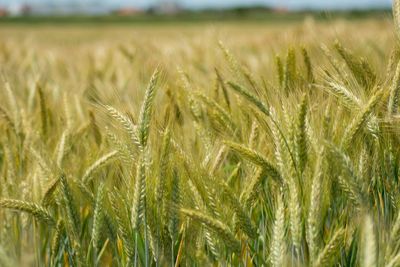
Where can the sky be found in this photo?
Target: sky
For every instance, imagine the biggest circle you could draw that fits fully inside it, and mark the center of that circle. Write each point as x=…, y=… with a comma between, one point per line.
x=294, y=4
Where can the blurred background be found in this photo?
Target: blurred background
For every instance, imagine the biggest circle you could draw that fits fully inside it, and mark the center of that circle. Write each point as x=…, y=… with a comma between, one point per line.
x=195, y=9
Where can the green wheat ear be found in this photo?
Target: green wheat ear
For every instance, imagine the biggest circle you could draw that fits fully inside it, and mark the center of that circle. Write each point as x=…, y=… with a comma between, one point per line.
x=396, y=15
x=40, y=213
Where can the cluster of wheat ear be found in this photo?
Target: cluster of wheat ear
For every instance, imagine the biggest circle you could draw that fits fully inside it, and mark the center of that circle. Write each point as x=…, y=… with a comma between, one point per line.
x=293, y=163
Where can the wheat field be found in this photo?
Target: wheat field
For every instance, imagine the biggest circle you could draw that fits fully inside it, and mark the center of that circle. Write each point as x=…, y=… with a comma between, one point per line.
x=220, y=144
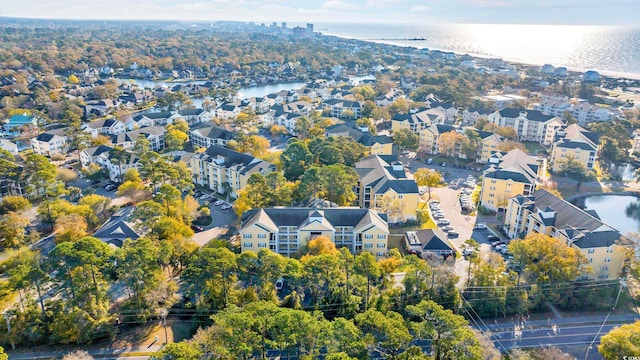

• • • • • • •

POLECENIE
Powtórz wszystkie powyższe dane wiersz po wierszu, bez żadnych zmian, z pominięciem obrazów.

OCZEKIWANA ODPOWIEDŹ
Where can the sky be found in this photo?
Target: sky
For every instance, imagine the biggest circle you could draw that fits fully inside it, and mark the center of that circle. Write each point as x=…, y=… with a comma between, one point per line.
x=294, y=4
Where can the blurred background be found in this photo?
Target: blurred background
For every instance, imagine the biggest circle you could draw that fits fully inside it, and mark the center of that circle. Write each point as x=…, y=… with a comma between, one point per line.
x=195, y=9
Where can the green wheat ear be found in this photo?
Target: green wheat ear
For every instance, imagine the biggest circle you could draw that fits fully inside it, and mark the center of that circle. Write each point as x=…, y=… with a comma between, one point per line.
x=396, y=15
x=40, y=213
Where can the cluster of wheat ear be found in this photo?
Target: cluster of wheat ear
For every instance, imagine the biggest circle you could draw that fits fully inside it, and mark the center of that circle. Write each point as x=…, y=… with a comma between, one point per line.
x=293, y=163
Where can the wheat field be found in this photo?
Target: wheat field
For every instance, imagine the biggest circle you could draw that fits fully inside it, and mark the center of that circle. Write each point as x=…, y=… with a comma between, one point per line.
x=220, y=144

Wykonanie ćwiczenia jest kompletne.